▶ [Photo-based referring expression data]
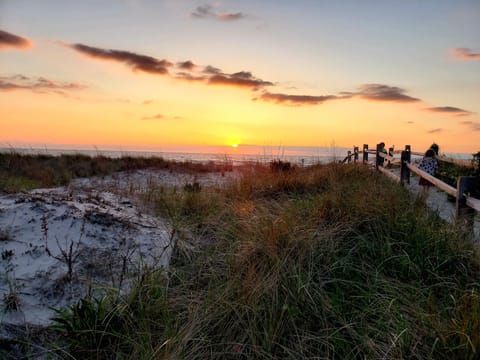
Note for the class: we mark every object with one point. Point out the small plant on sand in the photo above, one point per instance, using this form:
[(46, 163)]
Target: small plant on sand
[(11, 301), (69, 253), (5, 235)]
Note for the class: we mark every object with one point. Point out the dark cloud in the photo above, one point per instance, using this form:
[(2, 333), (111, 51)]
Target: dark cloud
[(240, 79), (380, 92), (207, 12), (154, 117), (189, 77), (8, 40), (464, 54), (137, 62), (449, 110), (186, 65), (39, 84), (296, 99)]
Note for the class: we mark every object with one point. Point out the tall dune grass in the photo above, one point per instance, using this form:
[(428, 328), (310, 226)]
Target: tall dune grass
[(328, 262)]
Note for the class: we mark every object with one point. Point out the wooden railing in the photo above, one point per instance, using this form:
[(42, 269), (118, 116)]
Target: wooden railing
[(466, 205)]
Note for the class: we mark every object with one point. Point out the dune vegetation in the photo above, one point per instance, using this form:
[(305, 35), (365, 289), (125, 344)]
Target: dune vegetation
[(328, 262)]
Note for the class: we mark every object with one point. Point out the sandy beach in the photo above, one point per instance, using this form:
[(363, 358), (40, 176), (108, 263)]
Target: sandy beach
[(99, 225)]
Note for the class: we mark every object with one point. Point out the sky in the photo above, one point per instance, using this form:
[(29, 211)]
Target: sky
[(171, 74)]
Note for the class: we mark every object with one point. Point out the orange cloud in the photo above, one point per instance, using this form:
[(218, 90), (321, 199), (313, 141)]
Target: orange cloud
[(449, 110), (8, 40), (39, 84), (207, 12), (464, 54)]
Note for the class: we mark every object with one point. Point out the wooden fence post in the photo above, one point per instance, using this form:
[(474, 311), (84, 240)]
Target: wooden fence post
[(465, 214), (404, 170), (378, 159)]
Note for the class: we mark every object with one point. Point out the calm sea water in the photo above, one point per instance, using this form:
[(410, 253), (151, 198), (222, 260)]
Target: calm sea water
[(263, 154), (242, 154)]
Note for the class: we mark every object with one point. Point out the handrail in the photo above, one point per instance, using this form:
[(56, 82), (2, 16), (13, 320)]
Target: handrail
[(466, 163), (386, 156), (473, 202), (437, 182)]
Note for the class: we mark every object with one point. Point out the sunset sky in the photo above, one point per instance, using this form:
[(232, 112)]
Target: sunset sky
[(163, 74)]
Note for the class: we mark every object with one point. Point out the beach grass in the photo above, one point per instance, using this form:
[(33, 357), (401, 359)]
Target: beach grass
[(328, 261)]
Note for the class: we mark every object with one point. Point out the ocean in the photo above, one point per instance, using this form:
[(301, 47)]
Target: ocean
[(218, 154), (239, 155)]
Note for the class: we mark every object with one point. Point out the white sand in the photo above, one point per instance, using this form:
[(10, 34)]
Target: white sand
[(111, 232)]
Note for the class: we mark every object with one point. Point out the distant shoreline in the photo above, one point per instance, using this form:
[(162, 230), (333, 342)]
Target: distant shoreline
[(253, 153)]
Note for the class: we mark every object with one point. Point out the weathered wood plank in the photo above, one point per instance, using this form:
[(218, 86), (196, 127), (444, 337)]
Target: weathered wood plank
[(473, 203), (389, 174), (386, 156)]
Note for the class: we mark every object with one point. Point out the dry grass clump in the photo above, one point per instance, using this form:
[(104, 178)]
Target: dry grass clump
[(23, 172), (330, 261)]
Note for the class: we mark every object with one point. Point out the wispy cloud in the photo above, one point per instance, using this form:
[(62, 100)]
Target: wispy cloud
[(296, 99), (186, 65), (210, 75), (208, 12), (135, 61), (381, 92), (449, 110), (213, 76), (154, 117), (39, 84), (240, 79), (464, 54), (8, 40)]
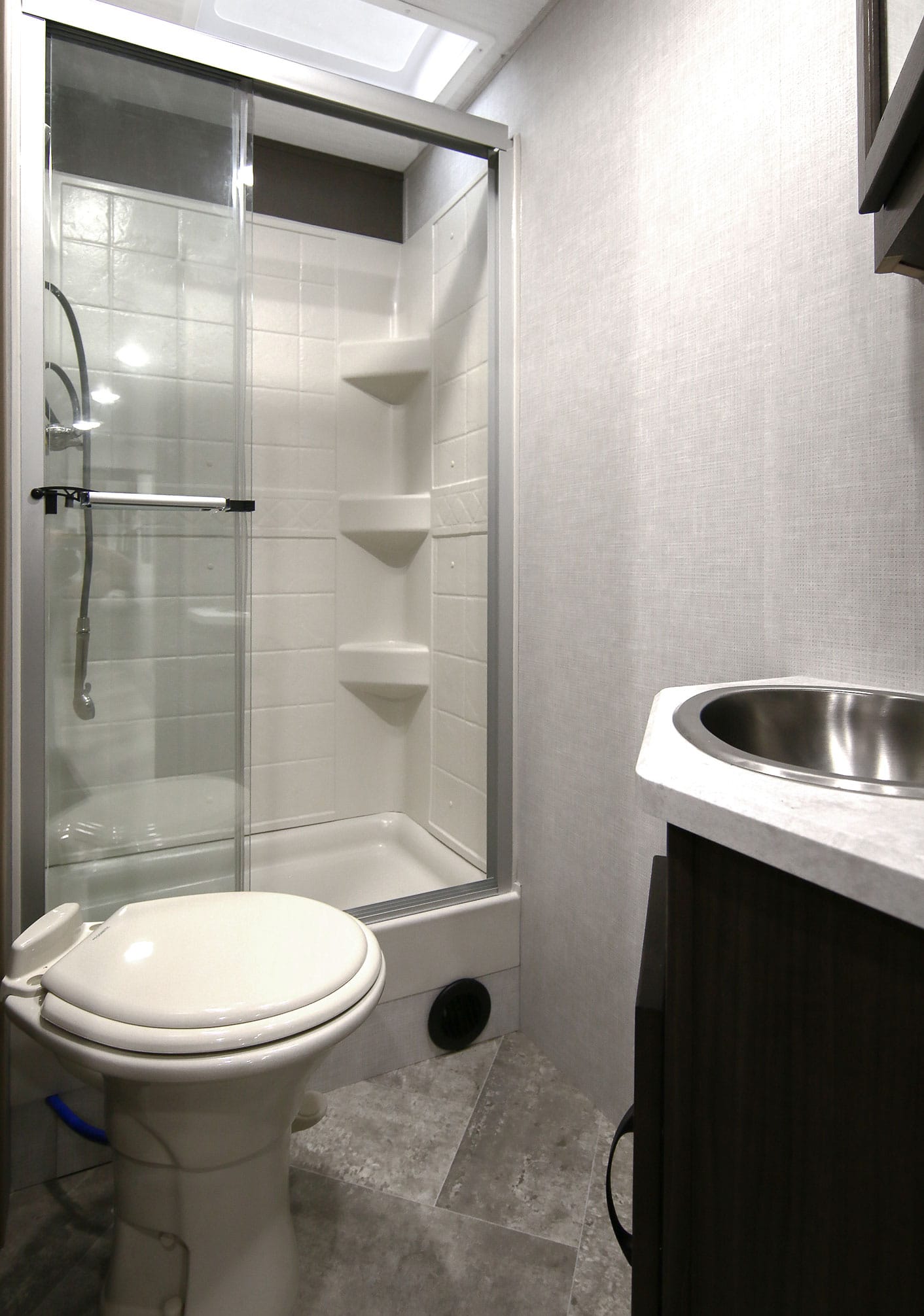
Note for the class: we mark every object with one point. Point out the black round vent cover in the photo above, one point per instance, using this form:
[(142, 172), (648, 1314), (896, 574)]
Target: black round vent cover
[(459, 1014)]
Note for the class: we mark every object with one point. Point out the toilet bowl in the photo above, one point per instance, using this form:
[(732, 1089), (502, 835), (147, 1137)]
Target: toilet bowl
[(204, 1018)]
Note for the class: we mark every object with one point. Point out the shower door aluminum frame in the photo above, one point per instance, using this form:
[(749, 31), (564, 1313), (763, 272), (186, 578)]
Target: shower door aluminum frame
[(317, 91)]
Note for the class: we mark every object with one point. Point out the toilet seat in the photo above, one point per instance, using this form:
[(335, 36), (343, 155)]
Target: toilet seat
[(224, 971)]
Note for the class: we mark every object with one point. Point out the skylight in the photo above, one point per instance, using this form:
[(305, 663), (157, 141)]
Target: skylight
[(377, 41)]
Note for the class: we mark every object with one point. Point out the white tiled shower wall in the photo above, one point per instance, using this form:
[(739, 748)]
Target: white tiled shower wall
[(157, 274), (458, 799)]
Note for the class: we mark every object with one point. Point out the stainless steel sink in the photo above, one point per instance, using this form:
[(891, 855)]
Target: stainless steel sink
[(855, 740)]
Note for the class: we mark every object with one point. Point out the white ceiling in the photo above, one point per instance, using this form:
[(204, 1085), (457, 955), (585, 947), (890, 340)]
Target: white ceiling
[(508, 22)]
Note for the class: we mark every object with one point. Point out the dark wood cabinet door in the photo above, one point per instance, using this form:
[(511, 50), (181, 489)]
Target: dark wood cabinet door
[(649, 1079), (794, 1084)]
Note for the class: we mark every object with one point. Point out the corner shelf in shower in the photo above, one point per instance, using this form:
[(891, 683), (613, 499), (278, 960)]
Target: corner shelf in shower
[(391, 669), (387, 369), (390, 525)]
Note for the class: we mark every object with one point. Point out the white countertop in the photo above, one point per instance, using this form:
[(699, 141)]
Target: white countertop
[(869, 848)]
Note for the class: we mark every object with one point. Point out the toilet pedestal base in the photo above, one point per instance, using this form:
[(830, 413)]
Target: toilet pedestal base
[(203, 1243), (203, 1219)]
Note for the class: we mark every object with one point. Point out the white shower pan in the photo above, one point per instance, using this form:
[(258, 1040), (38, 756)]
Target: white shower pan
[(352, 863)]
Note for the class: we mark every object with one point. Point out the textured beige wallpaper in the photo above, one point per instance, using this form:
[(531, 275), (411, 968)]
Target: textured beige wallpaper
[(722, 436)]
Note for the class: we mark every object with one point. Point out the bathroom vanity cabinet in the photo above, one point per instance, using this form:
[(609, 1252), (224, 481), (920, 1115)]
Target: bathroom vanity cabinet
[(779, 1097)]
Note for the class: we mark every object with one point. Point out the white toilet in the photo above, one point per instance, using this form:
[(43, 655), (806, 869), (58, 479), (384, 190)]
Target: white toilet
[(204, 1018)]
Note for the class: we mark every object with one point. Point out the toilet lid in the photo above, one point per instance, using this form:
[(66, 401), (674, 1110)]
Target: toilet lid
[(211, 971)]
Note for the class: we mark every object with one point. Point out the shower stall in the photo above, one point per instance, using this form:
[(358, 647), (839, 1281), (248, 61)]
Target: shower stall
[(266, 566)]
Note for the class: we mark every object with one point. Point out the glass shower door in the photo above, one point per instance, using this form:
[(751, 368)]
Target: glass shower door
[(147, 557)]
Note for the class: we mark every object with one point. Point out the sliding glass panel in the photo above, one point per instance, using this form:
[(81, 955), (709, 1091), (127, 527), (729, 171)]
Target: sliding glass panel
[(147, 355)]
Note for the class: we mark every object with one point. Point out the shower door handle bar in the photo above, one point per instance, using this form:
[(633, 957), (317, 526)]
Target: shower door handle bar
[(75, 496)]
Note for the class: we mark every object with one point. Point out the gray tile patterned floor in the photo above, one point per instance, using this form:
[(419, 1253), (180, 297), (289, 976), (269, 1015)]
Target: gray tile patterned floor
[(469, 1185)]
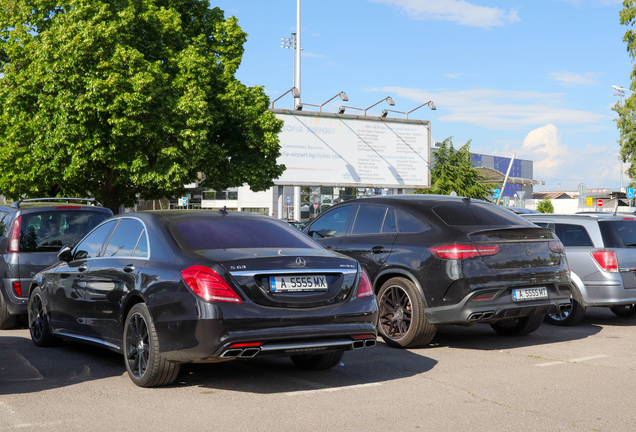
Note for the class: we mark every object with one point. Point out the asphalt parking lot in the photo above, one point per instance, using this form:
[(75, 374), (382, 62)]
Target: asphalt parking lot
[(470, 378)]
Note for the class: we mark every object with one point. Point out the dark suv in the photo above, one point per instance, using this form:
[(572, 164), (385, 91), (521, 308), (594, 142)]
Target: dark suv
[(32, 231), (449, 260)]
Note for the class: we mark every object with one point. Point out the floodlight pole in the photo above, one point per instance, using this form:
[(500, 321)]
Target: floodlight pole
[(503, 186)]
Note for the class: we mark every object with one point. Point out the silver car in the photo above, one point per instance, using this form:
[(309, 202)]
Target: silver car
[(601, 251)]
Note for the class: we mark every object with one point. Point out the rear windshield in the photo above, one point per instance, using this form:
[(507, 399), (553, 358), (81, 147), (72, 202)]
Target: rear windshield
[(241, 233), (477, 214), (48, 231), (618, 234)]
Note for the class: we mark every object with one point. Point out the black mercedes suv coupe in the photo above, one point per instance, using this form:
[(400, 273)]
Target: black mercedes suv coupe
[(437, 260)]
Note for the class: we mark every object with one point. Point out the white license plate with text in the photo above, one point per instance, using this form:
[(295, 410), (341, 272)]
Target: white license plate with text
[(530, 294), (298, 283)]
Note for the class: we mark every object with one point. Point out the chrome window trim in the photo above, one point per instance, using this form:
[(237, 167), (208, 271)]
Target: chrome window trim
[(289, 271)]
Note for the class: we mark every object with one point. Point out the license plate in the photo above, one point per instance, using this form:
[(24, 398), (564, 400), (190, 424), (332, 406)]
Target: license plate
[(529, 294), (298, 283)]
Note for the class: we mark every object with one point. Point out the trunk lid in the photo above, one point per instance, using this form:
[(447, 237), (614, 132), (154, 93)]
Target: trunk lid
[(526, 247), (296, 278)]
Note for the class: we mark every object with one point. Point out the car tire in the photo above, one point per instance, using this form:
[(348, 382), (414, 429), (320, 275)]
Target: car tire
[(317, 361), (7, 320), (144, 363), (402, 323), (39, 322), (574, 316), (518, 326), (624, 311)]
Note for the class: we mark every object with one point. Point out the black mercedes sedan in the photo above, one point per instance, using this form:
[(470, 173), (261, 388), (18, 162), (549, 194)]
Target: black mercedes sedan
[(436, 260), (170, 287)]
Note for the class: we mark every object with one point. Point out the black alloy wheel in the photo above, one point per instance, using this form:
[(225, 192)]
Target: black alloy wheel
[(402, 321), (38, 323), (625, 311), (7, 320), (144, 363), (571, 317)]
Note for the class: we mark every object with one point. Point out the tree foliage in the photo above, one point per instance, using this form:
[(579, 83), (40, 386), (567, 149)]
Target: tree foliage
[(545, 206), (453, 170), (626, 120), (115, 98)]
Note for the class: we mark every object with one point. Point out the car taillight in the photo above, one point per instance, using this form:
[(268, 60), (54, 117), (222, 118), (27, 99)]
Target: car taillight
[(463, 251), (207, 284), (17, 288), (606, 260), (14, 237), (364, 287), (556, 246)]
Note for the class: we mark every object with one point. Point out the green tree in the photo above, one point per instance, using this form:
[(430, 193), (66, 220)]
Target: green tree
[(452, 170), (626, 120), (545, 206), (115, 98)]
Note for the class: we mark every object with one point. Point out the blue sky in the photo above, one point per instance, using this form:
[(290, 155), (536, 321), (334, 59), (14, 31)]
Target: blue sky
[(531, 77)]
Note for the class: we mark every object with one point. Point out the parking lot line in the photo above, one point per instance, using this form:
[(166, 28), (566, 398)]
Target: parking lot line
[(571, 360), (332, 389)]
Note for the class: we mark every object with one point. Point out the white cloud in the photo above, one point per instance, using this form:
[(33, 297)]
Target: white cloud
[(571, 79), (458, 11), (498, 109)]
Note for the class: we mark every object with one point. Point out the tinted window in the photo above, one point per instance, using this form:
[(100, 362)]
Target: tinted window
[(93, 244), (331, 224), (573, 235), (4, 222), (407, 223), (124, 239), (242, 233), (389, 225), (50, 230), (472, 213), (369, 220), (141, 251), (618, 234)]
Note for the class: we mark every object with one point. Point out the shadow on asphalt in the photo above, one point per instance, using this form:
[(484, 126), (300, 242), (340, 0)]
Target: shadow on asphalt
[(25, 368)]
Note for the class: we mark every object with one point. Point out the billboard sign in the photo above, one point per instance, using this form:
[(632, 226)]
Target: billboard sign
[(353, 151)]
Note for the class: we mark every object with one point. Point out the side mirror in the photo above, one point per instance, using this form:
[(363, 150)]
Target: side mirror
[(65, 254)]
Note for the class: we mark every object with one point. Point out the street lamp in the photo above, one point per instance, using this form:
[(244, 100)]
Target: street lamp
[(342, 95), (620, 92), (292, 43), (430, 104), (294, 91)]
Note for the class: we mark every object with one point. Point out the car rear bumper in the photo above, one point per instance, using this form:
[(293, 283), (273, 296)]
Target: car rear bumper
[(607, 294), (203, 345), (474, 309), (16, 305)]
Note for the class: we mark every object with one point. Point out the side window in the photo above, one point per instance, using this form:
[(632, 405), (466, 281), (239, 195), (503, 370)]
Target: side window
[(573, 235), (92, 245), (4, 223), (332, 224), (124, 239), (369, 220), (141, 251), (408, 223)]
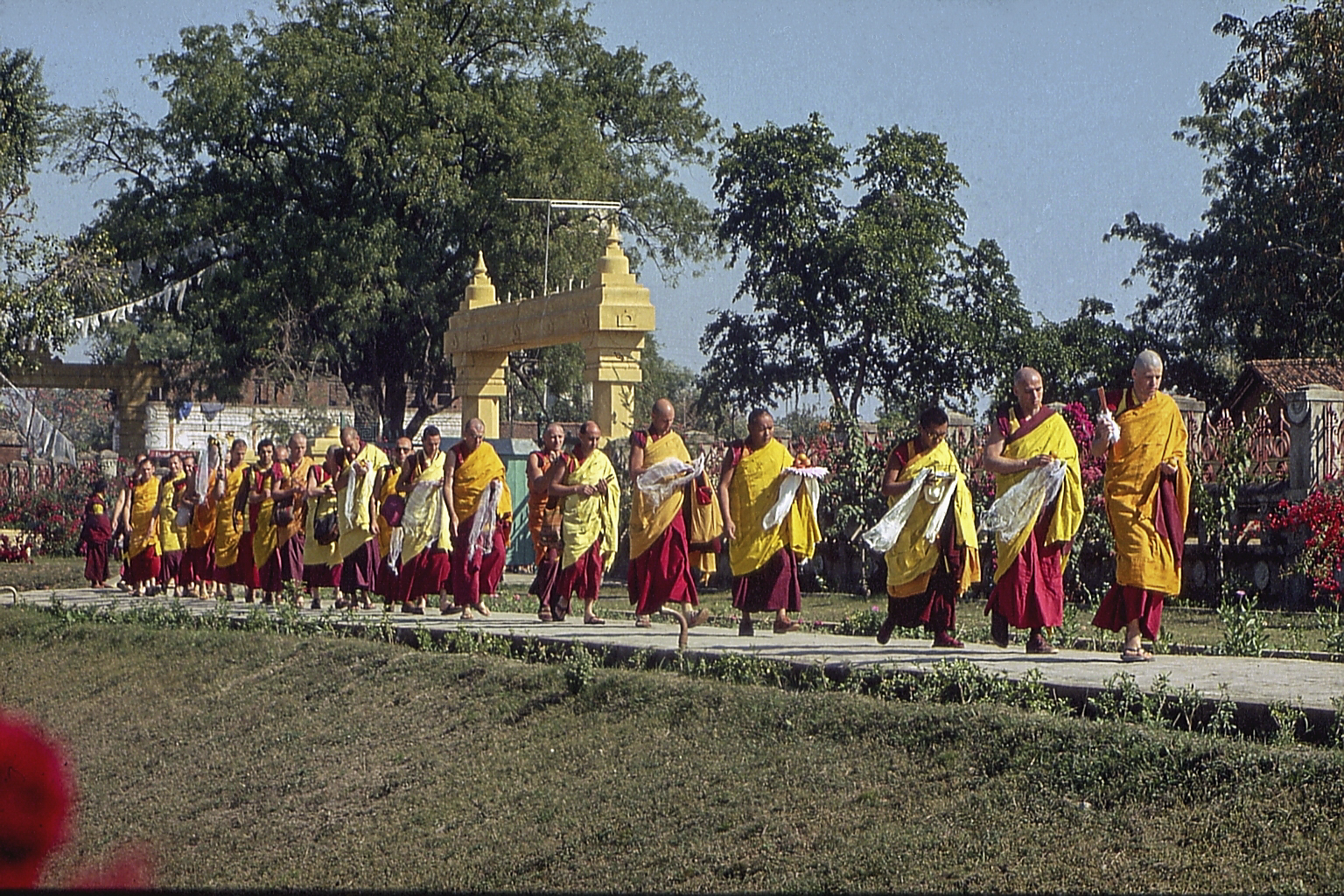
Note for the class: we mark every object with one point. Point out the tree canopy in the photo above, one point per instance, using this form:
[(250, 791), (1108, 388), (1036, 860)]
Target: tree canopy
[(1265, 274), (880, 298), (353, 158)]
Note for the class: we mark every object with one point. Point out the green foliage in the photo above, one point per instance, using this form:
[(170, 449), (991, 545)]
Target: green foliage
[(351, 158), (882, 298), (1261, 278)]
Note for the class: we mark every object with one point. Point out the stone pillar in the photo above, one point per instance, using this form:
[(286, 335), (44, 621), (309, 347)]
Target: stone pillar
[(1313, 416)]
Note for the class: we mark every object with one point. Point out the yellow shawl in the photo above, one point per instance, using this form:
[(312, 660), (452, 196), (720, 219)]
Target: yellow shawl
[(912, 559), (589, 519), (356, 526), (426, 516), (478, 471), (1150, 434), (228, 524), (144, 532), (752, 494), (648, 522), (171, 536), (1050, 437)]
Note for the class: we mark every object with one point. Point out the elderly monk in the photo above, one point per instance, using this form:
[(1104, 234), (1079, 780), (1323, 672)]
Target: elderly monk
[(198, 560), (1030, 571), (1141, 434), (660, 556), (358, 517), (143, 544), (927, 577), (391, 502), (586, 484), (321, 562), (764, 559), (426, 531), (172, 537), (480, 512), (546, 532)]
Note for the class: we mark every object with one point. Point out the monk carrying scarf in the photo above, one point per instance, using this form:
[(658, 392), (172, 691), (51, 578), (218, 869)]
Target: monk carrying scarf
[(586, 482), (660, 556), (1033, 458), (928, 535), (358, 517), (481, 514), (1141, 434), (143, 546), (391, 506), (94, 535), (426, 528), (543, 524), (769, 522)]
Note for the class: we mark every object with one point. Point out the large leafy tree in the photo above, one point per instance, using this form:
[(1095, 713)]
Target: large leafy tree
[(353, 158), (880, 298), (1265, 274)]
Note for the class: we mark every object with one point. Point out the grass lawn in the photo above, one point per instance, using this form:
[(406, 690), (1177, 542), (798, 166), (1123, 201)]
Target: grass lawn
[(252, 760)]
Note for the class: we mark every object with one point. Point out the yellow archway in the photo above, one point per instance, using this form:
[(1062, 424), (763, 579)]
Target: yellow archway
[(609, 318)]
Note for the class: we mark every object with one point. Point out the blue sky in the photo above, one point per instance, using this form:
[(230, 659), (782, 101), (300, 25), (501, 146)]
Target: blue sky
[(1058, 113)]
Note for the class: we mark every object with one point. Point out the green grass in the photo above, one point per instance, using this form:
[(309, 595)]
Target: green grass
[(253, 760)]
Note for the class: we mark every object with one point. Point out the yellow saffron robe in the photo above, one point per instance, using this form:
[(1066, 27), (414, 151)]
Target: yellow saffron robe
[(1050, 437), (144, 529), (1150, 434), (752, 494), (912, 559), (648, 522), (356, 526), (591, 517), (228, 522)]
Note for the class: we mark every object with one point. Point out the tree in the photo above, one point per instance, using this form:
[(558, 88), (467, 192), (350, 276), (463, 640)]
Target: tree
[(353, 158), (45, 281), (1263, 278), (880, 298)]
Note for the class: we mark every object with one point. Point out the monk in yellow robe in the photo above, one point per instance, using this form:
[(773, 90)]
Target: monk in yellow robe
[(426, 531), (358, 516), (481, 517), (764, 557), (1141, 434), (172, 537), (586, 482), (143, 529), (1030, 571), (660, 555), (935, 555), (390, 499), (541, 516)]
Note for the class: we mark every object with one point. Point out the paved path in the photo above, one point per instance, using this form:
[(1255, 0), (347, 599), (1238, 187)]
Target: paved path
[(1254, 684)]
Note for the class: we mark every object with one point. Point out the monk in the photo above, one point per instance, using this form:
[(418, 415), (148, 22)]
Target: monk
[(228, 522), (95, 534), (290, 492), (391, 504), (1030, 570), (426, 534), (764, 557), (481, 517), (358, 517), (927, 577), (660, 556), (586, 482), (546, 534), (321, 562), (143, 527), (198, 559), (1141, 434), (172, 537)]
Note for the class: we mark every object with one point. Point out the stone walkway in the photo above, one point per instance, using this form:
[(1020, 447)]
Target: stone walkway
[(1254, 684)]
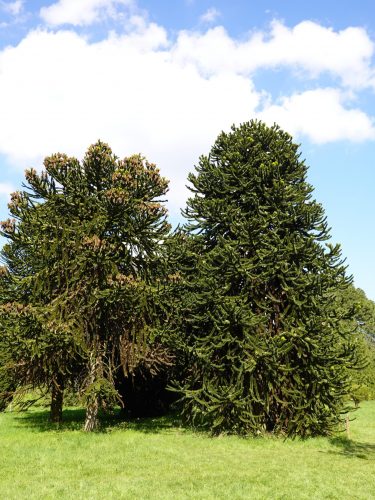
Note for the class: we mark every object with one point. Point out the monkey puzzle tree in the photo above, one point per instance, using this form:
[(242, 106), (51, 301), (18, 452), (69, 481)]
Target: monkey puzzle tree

▶ [Exercise]
The response should consist of the lines above from the first through the one containing "[(218, 90), (321, 199), (313, 141)]", transcribed exactly, with every picture left out.

▶ [Result of this exercise]
Note for the class: we mark every object with one point. Point out the small plant on sand in the photo above, one point per instance, using this form:
[(46, 163)]
Target: small plant on sand
[(11, 301), (69, 253), (5, 235)]
Note for the class: we mark every object with one point. Point out the dark cloud in the photo above, one point per instance, using this form:
[(2, 333), (111, 51)]
Target: dark cloud
[(240, 79), (380, 92), (207, 12), (154, 117), (189, 77), (8, 40), (464, 54), (137, 62), (449, 110), (186, 65), (39, 84), (296, 99)]
Note for the class: we mark every object with one point. Point out the tall dune grass in the photo above, one point per instance, using this form:
[(428, 328), (310, 226)]
Target: tall dune grass
[(328, 262)]
Note for the class: we mark every object with one point. Point out the wooden railing in the photo above, one point per instance, using this form:
[(42, 269), (118, 116)]
Target: wooden railing
[(466, 205)]
Note for the class: we mark every object with one point. Point out the dune vegetation in the photo above, one point per instance, using this form:
[(305, 35), (365, 289), (125, 344)]
Target: dune vegetation
[(328, 262)]
Note for the class: we mark every object with one point. Point out the sandy beach in the photo above, one point per instance, using this form:
[(363, 358), (40, 176), (108, 263)]
Target: sandy beach
[(99, 225)]
Note for the class: we mark every object with one point. Point out the sky in the photo above, one point per instance, using this form:
[(29, 211)]
Target: sky
[(171, 74)]
Note for the class: we mark every object with one point. Point out the orange cloud in the photo above, one point per instance, using this form:
[(218, 90), (321, 199), (313, 141)]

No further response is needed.